### RECORDS FOR THE EXERCISE
****

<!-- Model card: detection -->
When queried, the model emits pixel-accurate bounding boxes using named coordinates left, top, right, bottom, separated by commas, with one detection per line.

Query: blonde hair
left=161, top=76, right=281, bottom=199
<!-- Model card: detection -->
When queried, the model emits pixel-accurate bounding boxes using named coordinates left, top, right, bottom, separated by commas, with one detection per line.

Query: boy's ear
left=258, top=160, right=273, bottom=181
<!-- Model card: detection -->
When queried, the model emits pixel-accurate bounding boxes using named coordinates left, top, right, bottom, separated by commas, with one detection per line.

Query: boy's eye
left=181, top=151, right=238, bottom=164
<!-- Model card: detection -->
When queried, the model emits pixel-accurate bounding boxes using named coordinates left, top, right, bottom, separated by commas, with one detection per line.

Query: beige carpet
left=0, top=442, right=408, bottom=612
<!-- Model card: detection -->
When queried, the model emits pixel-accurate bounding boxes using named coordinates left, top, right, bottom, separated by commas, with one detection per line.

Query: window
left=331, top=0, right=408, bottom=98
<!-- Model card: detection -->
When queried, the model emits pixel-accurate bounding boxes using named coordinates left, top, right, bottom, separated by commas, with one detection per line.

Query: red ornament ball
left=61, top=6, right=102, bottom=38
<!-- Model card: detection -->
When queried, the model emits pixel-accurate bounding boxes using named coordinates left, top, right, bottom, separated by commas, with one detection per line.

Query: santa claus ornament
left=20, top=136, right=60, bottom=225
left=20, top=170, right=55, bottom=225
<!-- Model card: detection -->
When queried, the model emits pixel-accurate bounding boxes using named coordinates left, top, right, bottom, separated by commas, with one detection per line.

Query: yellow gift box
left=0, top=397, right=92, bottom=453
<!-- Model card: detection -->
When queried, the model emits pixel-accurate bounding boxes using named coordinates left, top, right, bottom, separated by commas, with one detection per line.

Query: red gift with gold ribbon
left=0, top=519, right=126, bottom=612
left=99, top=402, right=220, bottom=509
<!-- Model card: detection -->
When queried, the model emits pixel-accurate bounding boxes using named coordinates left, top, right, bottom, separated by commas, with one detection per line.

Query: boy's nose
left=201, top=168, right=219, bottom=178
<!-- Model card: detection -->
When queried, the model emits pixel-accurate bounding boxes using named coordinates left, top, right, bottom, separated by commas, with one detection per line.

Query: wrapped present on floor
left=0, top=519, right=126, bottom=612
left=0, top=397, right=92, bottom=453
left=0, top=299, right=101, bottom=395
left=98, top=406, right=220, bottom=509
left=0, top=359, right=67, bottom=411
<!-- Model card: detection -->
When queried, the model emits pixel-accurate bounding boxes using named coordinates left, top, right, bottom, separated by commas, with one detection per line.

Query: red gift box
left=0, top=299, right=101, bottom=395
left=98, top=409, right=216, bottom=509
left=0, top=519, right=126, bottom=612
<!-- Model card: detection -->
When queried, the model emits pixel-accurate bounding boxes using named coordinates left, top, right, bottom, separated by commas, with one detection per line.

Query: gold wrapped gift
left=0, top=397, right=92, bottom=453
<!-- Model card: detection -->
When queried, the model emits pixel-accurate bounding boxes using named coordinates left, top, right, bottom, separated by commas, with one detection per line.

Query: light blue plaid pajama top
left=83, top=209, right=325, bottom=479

****

How many lines in the entries above contain the string "gift"? Case counts. Give only the number.

4